## What is required:
I'd like the entries reproduced exactly, with the images omitted.

(Saved data entries)
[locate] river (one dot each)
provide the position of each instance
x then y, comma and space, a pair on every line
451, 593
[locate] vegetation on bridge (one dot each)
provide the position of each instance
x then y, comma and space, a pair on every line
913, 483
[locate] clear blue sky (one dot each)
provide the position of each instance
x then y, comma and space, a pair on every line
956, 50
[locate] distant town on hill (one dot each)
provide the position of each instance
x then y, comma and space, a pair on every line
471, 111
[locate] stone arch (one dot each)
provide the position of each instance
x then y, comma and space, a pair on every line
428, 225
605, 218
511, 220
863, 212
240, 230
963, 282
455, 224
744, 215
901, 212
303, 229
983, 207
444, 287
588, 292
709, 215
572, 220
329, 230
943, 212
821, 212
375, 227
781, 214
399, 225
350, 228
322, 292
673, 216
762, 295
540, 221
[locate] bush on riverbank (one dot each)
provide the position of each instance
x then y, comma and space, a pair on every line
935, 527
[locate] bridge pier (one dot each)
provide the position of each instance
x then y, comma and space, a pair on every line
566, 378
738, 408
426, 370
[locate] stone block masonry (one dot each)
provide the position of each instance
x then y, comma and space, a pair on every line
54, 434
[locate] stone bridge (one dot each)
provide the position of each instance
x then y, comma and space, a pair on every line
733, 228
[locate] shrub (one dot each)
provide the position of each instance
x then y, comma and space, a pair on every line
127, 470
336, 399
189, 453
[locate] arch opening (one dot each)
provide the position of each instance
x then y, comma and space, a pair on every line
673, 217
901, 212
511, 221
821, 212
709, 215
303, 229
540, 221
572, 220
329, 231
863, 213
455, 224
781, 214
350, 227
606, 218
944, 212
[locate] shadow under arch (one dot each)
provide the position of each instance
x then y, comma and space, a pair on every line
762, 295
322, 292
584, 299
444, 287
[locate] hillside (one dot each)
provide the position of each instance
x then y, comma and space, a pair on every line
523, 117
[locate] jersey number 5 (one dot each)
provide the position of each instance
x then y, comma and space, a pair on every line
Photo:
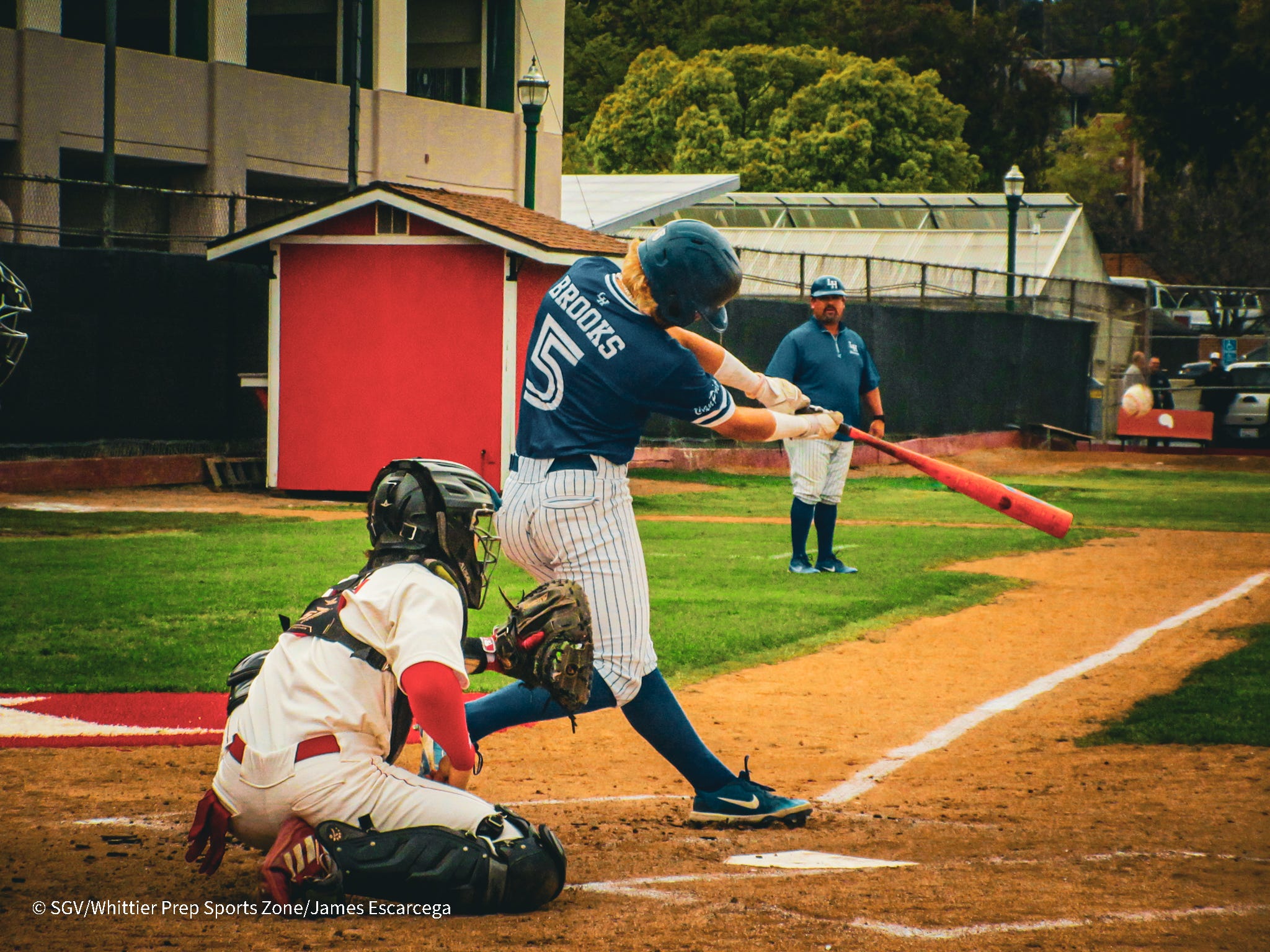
551, 339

## Result of this task:
[locate] river (one dot each)
provide the position of each instance
x then y, comma and space, a pair on every line
451, 593
[locate] vegetation on bridge (one dot each)
provide the position of each instance
x then y, comma and space, a pair on every line
913, 483
[locate] clear blue sky (one dot each)
provide the position of each instance
x then y, comma and space, a pair on every line
956, 50
[locate] distant town on hill (one dot each)
provide the position of each instance
x then y, comma and space, a pair on every line
471, 111
[locate] stone arch (one dot each)
provide the position of each instance
x then y, comma and space, a pair on every line
428, 225
605, 218
511, 220
863, 212
240, 230
963, 282
455, 224
744, 215
901, 212
303, 229
983, 207
444, 287
588, 292
709, 215
572, 220
329, 230
943, 212
821, 212
375, 227
781, 214
399, 225
350, 228
322, 292
673, 216
762, 295
540, 221
[locate] bush on riverbank (one dot each)
provide the position of each instance
x then y, comma and space, a pair on every line
935, 527
[locate] bridge pier (one dot each)
provide the position of each instance
x then y, comma and space, a pair on every line
566, 378
738, 408
426, 370
[locate] stone block masonry (one dot each)
provide the position of each instance
x then y, comma and space, a pair on every line
54, 434
[locate] stone bridge (one dot each)
provide the position of each instance
x then y, comma and space, a pair on every line
733, 228
[locate] shrub (one dot each)
provide the position of each instance
x then y, comma and space, a pair on every line
127, 470
336, 399
189, 453
[locate] arch opening (one dot each)
provide the position of each instance
x then y, comma and space, a pair on every line
673, 217
901, 212
511, 221
821, 212
709, 215
303, 229
540, 221
572, 220
329, 231
863, 213
455, 224
781, 214
350, 227
606, 218
944, 212
[locate] shadow under arch (one dot each)
provide the position of each instance
x then y, comma and space, a pair on every line
762, 295
322, 292
584, 299
444, 287
[locate] hillside (one dot each)
provide the position of each instance
x then y, comma and space, a pair on every line
523, 117
[locate] jersey number 5 (one dot each)
provide the position of each instance
x then y, comma and space, a pair on every line
Photo:
551, 339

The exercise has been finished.